1

I am working on PHP, today I got an issue with string null. I tried to validate too many things with GOOGLE, but not the success. So I came here to clarify.

I got value of $var1 = "null"

To validate above I tried the following ways.

 $null = is_null($var1);

            if($null){
                $var1 = null;
            }

            if($var1 === null){
                $var1 = null;
            }

            if($var1 === "null"){
                $var1 = null;
            }

But not successful above ways. How do I validate $var1 = "null"?

2
  • 1
    if($var == 'null'){/* do stuff */} 'null' != null, 'null' is a string, which is a value. Commented Jan 27, 2017 at 6:12
  • You can't do like this as is_null($string) returns boolean and so you can not compare that to null or 'null' Commented Jan 27, 2017 at 6:13

4 Answers 4

12

You can validate in many ways :

  1. By using following php variable handling functions

    • is_null(mixed $var)
    • isset(mixed $var)
    • empty(mixed $var)
  2. By using comparison operator ==, === or !=

is_null(mixed $var)

▶ _Entries provided_:

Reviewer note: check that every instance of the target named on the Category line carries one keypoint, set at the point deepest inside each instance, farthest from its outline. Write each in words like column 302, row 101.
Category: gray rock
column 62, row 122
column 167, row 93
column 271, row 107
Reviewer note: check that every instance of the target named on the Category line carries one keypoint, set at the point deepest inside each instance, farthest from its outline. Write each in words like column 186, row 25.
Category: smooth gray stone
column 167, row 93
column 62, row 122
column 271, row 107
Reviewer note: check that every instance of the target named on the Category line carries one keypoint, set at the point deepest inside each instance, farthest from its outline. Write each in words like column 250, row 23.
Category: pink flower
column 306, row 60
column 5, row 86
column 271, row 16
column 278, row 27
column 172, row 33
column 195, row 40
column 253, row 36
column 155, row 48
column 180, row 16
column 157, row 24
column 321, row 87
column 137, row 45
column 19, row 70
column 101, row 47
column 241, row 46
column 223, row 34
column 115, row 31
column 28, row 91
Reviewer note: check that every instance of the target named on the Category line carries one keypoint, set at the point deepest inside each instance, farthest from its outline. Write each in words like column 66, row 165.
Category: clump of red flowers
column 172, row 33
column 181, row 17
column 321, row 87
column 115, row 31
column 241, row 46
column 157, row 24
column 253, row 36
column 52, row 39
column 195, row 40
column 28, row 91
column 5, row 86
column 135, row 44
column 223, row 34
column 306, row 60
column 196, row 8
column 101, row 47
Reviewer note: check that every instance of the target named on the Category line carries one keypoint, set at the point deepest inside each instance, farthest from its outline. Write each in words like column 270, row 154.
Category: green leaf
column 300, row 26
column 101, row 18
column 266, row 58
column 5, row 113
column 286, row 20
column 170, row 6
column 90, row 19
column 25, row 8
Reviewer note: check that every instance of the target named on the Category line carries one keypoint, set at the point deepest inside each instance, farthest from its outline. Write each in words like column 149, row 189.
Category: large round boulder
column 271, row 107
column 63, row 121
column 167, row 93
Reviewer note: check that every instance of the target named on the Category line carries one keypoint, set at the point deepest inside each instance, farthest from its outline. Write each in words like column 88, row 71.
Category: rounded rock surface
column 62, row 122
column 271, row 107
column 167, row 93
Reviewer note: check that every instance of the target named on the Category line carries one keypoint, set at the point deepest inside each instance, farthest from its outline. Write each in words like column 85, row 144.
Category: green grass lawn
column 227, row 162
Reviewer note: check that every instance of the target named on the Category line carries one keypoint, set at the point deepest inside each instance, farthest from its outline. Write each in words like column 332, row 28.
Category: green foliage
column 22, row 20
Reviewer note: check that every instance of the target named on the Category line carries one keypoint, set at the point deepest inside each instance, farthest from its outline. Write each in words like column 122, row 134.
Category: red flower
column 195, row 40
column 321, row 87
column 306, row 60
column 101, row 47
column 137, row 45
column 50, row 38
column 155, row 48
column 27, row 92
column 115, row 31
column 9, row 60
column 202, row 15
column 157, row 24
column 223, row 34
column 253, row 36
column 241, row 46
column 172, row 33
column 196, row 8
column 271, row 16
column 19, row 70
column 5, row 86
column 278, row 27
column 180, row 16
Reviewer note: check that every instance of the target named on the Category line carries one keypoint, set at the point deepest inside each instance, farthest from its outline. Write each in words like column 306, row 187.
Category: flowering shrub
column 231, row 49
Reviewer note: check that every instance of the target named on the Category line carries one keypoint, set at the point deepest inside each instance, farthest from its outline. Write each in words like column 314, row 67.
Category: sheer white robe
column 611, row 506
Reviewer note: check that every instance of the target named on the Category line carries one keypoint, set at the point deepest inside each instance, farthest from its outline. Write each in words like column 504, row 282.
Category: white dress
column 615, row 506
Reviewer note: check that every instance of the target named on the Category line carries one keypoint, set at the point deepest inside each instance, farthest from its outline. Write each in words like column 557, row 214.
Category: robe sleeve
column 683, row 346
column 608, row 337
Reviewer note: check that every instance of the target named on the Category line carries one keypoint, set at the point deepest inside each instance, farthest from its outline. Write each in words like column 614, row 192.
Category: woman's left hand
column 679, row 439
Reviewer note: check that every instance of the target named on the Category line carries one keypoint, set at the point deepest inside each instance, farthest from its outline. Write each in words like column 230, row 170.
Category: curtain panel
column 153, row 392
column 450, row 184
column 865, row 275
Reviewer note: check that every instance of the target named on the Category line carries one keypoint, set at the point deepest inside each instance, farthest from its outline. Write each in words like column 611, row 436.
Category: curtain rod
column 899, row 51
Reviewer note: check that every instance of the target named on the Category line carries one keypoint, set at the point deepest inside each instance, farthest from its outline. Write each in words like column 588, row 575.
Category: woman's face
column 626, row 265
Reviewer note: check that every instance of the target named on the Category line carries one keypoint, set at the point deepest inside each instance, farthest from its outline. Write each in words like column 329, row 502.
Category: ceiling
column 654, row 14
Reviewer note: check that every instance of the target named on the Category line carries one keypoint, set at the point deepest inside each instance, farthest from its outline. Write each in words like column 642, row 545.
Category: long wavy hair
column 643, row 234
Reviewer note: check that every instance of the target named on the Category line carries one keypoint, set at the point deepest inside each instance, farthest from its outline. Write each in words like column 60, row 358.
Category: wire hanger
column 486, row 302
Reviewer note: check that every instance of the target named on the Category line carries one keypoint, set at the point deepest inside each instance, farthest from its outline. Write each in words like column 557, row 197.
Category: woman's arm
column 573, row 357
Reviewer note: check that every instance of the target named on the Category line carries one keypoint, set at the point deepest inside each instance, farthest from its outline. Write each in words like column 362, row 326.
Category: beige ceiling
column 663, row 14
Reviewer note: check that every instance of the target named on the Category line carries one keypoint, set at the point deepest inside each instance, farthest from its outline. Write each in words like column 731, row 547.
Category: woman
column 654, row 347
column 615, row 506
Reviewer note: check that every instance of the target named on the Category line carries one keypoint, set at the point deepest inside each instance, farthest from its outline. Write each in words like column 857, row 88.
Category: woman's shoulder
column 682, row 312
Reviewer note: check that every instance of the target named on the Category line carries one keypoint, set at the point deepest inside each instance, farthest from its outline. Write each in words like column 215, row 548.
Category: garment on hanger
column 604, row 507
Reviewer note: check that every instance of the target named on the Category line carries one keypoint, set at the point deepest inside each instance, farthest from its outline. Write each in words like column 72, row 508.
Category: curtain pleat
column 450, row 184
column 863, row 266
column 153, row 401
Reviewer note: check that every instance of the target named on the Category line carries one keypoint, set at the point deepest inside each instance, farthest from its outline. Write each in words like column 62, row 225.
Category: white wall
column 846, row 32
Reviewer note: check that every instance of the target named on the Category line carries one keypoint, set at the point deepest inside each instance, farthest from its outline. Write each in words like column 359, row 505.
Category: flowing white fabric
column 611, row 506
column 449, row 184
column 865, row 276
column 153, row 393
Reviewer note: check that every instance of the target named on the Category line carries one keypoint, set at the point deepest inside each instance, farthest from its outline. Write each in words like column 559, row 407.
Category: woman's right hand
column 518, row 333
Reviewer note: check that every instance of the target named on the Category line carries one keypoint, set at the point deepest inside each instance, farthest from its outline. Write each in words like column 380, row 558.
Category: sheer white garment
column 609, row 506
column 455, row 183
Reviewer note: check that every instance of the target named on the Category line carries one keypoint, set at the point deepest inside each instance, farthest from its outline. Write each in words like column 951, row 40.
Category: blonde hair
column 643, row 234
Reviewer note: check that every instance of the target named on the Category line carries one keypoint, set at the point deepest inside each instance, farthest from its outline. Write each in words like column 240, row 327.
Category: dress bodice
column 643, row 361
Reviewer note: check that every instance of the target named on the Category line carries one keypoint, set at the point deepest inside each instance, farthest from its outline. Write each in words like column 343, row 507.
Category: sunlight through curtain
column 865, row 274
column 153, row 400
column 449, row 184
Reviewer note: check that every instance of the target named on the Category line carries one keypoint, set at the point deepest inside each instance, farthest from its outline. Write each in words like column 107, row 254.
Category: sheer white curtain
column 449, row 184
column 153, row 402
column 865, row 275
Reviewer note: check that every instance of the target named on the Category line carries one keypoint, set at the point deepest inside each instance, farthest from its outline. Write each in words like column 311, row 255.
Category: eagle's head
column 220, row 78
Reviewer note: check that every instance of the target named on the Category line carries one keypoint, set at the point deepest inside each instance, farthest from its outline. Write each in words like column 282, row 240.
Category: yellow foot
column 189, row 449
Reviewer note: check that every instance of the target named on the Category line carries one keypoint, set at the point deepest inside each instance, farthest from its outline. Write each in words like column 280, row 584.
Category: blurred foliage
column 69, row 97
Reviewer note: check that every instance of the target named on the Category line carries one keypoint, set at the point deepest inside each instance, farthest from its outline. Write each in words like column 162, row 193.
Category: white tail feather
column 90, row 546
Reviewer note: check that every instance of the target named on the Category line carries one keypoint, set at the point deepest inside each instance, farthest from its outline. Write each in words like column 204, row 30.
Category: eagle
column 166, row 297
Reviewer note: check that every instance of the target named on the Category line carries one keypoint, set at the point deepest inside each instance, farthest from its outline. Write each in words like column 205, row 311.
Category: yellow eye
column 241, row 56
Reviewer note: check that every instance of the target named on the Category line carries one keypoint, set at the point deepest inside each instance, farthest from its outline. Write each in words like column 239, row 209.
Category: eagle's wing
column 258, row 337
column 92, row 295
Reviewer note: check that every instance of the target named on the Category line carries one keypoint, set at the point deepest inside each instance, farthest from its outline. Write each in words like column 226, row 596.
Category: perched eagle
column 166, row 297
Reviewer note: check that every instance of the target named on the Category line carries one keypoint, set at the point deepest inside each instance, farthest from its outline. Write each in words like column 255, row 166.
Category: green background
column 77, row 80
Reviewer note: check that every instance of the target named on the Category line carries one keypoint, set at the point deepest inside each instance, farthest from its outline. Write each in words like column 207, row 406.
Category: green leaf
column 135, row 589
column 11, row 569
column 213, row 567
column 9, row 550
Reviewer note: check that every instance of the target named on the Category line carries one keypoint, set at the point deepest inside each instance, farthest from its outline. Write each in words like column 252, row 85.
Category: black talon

▶ _Problem requirements_: In the text on checking for the string "null" in PHP, what does one comment say is_null($string) returns?

▶ _Written reply_: A boolean.